Edmund Blampied was first and foremost an artist. He received no lessons in art while at primary school and it wasn't until some of his drawings were seen by the owner of a local private art school in St. Helier in Jersey when he was 15 that he was given some lessons and introduced to watercolours. In 1903 at the age of 17 years, Blampied left Jersey for the first time in his life to study at the Lambeth School of Art in London for a year, sponsored by a local businessman and supported by his family. He then won a London County Council Scholarship which paid his fees for two years, he found a job in the Art Department of The Daily Chronicle a major national daily newspaper, and he began his love-hate relationship with London. He remained there, except for 3 years during World War 1, until 1938. You can read more about his life in my biography Edmund Blampied, an Illustrated Life (Jersey Heritage Trust, 2010).

I have found examples of the work of Edmund Blampied listed in the collections of 138 museums, art galleries or institutions: 91 in the USA, 26 in the UK, six in Australia, four in New Zealand, two each in the Netherlands and Canada, one each in Israel and Ireland, plus five in Jersey. If you know of others, please let me know. Some of these collections are extensive. Most items are prints, but some institutions have an oil painting, a watercolour or drawings. I have provided links to the major collections, direct to the works by Blampied if possible, usually through a collection search engine, and I have given links to specific examples that are worth seeing. Each link opens a new browser window. I have tested the links, but if they don't work, let me know.

Image of watercolour

That man with a fish sold in 1929 to Lord Forteviot.

> _RECORDS PROVIDED_

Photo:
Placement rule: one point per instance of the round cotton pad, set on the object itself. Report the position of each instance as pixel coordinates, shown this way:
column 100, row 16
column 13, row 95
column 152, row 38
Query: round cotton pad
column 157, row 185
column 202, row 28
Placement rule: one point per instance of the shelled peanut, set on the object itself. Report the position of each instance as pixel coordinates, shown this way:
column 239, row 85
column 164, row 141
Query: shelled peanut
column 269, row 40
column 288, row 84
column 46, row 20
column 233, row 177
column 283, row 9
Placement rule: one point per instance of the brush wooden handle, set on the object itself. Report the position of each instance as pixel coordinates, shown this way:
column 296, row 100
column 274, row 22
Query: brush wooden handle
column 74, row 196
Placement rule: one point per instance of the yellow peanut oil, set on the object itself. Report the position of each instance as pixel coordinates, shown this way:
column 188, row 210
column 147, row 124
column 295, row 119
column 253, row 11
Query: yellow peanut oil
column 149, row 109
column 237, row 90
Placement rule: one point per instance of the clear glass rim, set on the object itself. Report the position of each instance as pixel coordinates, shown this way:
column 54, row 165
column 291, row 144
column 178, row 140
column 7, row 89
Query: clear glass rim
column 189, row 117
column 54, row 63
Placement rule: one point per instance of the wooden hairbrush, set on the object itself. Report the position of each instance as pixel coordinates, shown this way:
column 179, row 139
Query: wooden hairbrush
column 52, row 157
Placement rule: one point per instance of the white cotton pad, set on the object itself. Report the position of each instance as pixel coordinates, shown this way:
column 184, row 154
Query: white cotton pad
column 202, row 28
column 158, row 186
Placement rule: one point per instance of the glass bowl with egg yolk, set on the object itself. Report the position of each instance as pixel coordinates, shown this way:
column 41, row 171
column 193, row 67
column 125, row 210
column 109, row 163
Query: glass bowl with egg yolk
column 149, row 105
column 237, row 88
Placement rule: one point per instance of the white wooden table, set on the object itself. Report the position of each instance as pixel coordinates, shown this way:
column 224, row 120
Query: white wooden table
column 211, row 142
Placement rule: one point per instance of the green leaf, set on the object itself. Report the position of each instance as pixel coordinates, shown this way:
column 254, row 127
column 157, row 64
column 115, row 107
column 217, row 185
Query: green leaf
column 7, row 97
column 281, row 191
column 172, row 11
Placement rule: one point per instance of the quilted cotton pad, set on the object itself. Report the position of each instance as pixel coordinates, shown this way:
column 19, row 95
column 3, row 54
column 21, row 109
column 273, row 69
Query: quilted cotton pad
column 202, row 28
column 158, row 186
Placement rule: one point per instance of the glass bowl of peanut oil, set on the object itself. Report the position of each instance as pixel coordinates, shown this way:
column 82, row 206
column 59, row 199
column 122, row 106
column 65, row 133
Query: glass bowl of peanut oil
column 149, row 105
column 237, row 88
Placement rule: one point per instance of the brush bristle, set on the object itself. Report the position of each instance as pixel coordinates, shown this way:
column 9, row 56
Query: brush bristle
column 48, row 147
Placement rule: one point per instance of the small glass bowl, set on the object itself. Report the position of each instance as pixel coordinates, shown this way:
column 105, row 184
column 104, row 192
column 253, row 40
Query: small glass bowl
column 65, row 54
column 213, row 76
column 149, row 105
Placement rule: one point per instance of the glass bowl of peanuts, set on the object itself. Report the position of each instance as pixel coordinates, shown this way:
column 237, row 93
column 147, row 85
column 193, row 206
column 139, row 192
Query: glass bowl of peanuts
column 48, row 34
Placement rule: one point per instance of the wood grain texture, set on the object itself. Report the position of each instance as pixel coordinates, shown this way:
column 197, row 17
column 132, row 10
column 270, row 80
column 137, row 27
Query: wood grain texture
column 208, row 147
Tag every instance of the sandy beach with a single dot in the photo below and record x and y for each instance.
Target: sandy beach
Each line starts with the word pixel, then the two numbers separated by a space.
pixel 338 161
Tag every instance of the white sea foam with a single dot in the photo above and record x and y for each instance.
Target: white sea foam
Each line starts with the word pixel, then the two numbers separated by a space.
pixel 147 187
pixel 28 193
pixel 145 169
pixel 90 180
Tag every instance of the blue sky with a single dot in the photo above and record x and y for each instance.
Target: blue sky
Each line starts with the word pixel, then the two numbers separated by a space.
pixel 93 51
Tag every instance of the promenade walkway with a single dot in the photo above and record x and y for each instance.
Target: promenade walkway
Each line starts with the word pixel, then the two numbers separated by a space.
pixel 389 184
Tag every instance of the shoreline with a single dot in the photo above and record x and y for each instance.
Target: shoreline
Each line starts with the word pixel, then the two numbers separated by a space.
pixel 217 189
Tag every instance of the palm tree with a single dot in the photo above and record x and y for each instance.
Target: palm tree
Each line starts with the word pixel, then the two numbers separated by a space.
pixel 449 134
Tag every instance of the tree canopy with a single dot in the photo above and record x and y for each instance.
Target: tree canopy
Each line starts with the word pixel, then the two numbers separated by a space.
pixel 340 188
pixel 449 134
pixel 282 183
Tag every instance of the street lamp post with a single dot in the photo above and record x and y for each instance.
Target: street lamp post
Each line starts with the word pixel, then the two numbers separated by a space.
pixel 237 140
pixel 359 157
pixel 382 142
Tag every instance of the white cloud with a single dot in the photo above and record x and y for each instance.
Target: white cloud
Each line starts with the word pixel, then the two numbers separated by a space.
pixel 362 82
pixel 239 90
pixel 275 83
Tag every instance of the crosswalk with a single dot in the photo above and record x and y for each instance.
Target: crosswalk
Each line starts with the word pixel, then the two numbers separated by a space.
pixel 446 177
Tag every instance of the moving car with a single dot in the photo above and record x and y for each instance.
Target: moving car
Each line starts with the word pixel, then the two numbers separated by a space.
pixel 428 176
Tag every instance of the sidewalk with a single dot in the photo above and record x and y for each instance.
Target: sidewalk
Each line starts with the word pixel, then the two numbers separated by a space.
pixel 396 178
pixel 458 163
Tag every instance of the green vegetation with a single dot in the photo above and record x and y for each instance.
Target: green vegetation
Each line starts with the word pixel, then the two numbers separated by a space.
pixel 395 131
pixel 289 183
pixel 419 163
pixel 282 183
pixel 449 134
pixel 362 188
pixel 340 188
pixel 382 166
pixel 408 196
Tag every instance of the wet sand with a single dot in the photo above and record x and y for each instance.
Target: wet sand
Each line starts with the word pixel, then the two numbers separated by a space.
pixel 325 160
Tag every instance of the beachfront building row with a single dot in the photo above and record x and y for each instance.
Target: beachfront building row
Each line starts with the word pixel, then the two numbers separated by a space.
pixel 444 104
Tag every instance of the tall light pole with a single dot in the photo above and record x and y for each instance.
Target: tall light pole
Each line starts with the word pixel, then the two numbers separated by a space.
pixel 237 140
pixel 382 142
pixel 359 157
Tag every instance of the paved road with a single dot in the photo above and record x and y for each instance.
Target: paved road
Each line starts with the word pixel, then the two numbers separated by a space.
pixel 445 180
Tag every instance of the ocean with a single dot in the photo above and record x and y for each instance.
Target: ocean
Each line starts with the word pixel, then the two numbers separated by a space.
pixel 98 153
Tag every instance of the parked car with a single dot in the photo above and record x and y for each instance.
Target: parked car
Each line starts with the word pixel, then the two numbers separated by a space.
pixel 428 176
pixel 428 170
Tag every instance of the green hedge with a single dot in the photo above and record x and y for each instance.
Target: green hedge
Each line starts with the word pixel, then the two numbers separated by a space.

> _EXERCISE INSTRUCTIONS_
Reproduce verbatim the passage of the text on Edmund Blampied that opens with the words "I have found" and closes with "work, let me know.".

> _EXPECTED ANSWER_
I have found examples of the work of Edmund Blampied listed in the collections of 138 museums, art galleries or institutions: 91 in the USA, 26 in the UK, six in Australia, four in New Zealand, two each in the Netherlands and Canada, one each in Israel and Ireland, plus five in Jersey. If you know of others, please let me know. Some of these collections are extensive. Most items are prints, but some institutions have an oil painting, a watercolour or drawings. I have provided links to the major collections, direct to the works by Blampied if possible, usually through a collection search engine, and I have given links to specific examples that are worth seeing. Each link opens a new browser window. I have tested the links, but if they don't work, let me know.